* [TASK LIST]
**a.** In the meta robots case study, how many pages does the client's site have indexed?
**b.** Reproduce the part of the meta robots case study between "I’ve been helping" and "figuratively and literally).", inclusive.
* start SOURCE PASSAGE *
The Magically Moving Meta Robots Tag And The Potential SEO Danger It Brings [Case Study]

The Magical Meta Robots Tag

{Update: Google’s John Mueller replied to my question on Twitter about this situation. You can read John’s feedback here.}

{Update 10/27/18: My client’s dev team figured out the problem and I provided more information about that below.}

I’ve been helping a client with a large-scale CMS migration recently and came across a very interesting, and potentially scary, situation. It’s a large and complex site with many moving parts, so there is a lot to process (both figuratively and literally).

The site has over one million pages indexed, and many more that get crawled based on the proper use of noindex in certain areas of the site. That was a big change for the site when I first started helping them a few years ago (after they got pummeled by a major algorithm update). Therefore, I’m always making sure those areas of the site are handled properly (as changes and updates go live on the site).

And now that a CMS migration was under way, I made sure to check on those areas of the site to make sure all was ok. It ends up they were ok… but they sort of weren’t either. Confused? Then read on.

The Magic Show Begins – Typical checks after a CMS migration
As I started crawling and checking the site after the migration went live, I noticed something very strange. The number of noindexed pages during my crawls was sometimes lower than what I expected. And while manually checking those pages, I noticed that my trusty AYIMA plugin sometimes went red (indicating the page was not indexable), but sometimes it didn’t. I found that odd and began to dig in further. Note, other plugins like the DeepCrawl indexability plugin also showed those urls were indexable. Again, strange…

Static HTML Correct, Rendered HTML Not So Much…
When checking the areas of the site I mentioned earlier, and digging into the source code (the static html), I noticed that the meta robots tag was in the proper place and contained the correct directives. For example, it was placed in the head of the document and contained “noindex, follow”.
* end SOURCE PASSAGE *
* start SUPPLIED INFORMATION *
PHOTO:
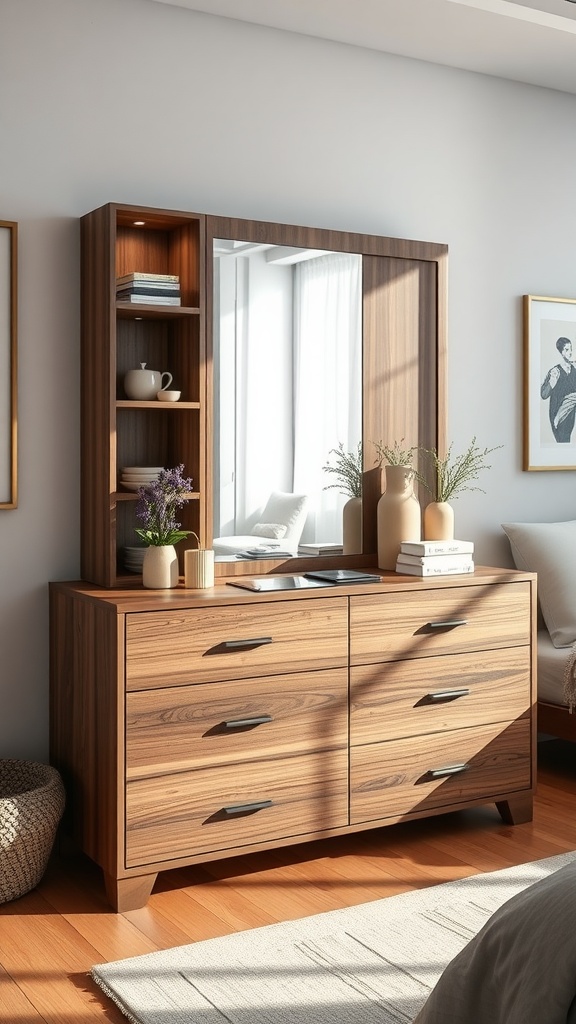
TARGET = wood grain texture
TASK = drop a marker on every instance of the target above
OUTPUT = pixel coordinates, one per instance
(405, 698)
(394, 626)
(115, 339)
(165, 648)
(394, 778)
(191, 812)
(180, 728)
(51, 937)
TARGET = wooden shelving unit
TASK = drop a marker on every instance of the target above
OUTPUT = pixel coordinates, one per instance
(116, 431)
* end SUPPLIED INFORMATION *
* [ANSWER LIST]
**a.** Over one million pages.

**b.**
I’ve been helping a client with a large-scale CMS migration recently and came across a very interesting, and potentially scary, situation. It’s a large and complex site with many moving parts, so there is a lot to process (both figuratively and literally).